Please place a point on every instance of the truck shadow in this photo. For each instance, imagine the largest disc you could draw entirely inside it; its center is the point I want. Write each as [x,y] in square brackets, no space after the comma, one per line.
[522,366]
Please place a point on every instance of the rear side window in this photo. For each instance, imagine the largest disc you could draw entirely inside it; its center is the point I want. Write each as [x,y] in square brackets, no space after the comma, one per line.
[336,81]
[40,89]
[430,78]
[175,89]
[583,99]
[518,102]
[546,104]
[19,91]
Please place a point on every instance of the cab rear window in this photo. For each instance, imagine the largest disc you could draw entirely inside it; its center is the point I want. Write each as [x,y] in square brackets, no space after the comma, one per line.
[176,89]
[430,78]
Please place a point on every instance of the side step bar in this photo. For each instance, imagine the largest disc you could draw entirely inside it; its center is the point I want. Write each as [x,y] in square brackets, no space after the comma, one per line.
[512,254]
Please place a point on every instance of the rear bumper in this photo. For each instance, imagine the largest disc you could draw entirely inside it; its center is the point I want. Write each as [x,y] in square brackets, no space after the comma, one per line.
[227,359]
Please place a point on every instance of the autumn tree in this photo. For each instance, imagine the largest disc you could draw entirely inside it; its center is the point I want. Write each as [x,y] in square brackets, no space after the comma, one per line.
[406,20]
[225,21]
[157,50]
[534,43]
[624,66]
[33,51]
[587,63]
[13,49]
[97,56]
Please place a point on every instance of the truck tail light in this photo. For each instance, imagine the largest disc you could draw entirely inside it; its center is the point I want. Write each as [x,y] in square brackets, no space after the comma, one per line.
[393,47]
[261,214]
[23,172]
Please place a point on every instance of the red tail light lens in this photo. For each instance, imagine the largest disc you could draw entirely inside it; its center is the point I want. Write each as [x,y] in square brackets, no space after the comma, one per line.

_Work to be completed_
Return each line of the records above exactly as it reads.

_Answer box_
Please place a point on every instance of the truck shadow in this photo. For each instance, imagine the largest disc you could draw entirely inside it; its center is the point I want. Write each as [x,y] in square brackets, no space after the comma, one per line.
[522,366]
Please place a point on every instance of the rear side window in this photo. For each instance, imagine the largest disc you could draw entirely inside it; its center is the point I want. Write each as [x,y] in square brackets, no space after the comma, one per line.
[336,81]
[40,89]
[430,78]
[175,89]
[583,99]
[518,102]
[546,104]
[19,91]
Please place a point on every instance of the cab rear window in this photo. For each instance, imagine the largest disc you could draw entirely inside it; its center is the point I want. Write each as [x,y] in square brackets, no space after the comma, one per line.
[176,89]
[430,78]
Please place a point on every instance of the side step bar in this photo. For each instance, imagine the largest disc you could draw entirely inside it; its center is the point I want. Write each as [x,y] in square brackets, no space after the comma, one per line.
[512,254]
Please place a point on every instance of the rear bumper in this photo. For each instance, imagine the largest disc you could draw entirely inside it; its center is the point I want. Write each as [x,y] in square brackets, no space after the comma, one per line.
[227,359]
Please place a point on every instance of the autumn tree in this photo. For each instance, imagine the largest disc you could draw entirely inside it; its center is the point I want. Write each as [x,y] in square brackets, no space after the comma, one per line.
[406,20]
[225,21]
[157,50]
[534,43]
[624,66]
[33,51]
[587,63]
[13,49]
[97,56]
Please place a point on every instance of the truck tail light in this photo. For each instance, imagine the largest disc you could draw entirely inside it; its center is the point I want. Write each as [x,y] in square brackets, no space after the comma, one per line.
[393,47]
[261,214]
[23,172]
Please place a point on every instance of the red tail light lens in this photo. For each instance, imagine the largest disc you could draw entirely inside it; its center is the point I want. Write each as [x,y] in square brackets, no space after the comma, one per line.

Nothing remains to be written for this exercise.